▸ To do:
**a.** In the log buffering text, what is the maximum amount of RAM the meter has available for the log buffer depth?
**b.** Please edit the stretch of the log buffering text from "However, depending on" through "in your data.", changing "gaps" to "holes".
**c.** Decide whether each statement agrees with the log buffering text, and answer yes or no, quoting the deciding words. (i) The Insert Outage Records functionality works when the data recorder is configured as partially buffered. (ii) A partially buffered configuration allows for a much larger log size. (iii) A fully buffered configuration may be used for logging data at intervals of less than 60 seconds.

------ Article

A fully buffered log (e.g., a Data Recorder or Waveform Recorder module) is one where the value of the Buffer Depth setup register is the same as the Depth setup register. This means the buffer (short-term memory) is set up to use all the available long-term memory allocated for that log. This ensures the buffer does not run out of space before all the records are replicated to the long-term memory, regardless of the recording speed (i.e., the rate of record captures).

You may want to use this configuration if you are logging critical data (for example, revenue logs) or logging data at frequent intervals (for example, intervals less than 60 seconds). However, it is important to note that this configuration uses the most short-term memory, or RAM (the meter has a maximum 10 MB of RAM available for the log buffer depth).

Partially buffered logs

A partially buffered log (e.g., for a Data Recorder or Waveform Recorder module) is one where the value of the Buffer Depth setup register is less than the Depth setup register. This means the buffer (short-term memory) is set up to use only a portion of the available long-term memory allocated for that log. This configuration allows for a much larger log size (i.e., number of records). However this does not ensure that the buffer does not run out before all the records are replicated to the long-term memory (e.g., in the case of high-speed recording).

You may want to use this configuration for logs with intervals greater than 60 seconds or with less critical data. Because the records are partially replicated, this configuration uses less of the meter’s short-term memory, or RAM, in a log that is otherwise configured the same. This allows you to make more RAM available for other logs with a higher logging frequency or more critical data.

However, depending on your configuration, there may be instances where the log buffer fills up faster than it can replicate records to long-term memory. In this case, you may lose records and see gaps in your data.

NOTE: The Insert Outage Records functionality does not work if the data recorder is configured as partially buffered. In order to use this functionality, you must configure the data recorder to be fully buffered. See the Data Recorder module description in the ION Reference, available for download from www.schneider-electric.com, for more information on Insert Outage Records functionality.

Example: fully buffered log records replicated from short-term to long-term memory

  1. Log buffer

  2. Long-term memory

  3. Total available space in the log buffer (for example, 20 records)

In this example, the log buffer equals the log depth and all the records are replicated in both the short-term memory and the long-term memory.

Example: Partially buffered log records replicated from short-term memory to long-term memory

  1. Log buffer

  2. Long-term memory

  3. Total available space in the log buffer (for example, 20 records)

In this example, the buffer depth equals 20. The first record has already replicated to the long-term memory, making room in the log buffer for the new records (including the newest record, in gray).

Example: Resulting gaps in data when a partially buffered log is full

  1. Log buffer

  2. Long-term memory

  3. Record that cannot be logged because log buffer is full (this record is lost)

  4. Record moving from short-term memory to long-term memory

  5. New record at next interval

In the graphic on the left, the log buffer (A) is full, and the oldest record has not replicated to the long-term memory yet. This means that the new record (C) is not logged, and is permanently lost. In the graphic on the right, the oldest record (D) has been replicated to long-term memory, making space in the buffer. The new record at the next interval (E) is logged but there is a gap in the data for the lost record (C).

------------
------ Source data

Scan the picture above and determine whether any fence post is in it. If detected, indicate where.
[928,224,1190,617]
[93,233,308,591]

------------

▸ Exercise answers:
**a.** 10 MB

**b.**
However, depending on your configuration, there may be instances where the log buffer fills up faster than it can replicate records to long-term memory. In this case, you may lose records and see holes in your data.

**c.**
(i) No: "The Insert Outage Records functionality does not work if the data recorder is configured as partially buffered."
(ii) Yes: "This configuration allows for a much larger log size (i.e., number of records)."
(iii) Yes: "logging data at frequent intervals (for example, intervals less than 60 seconds)"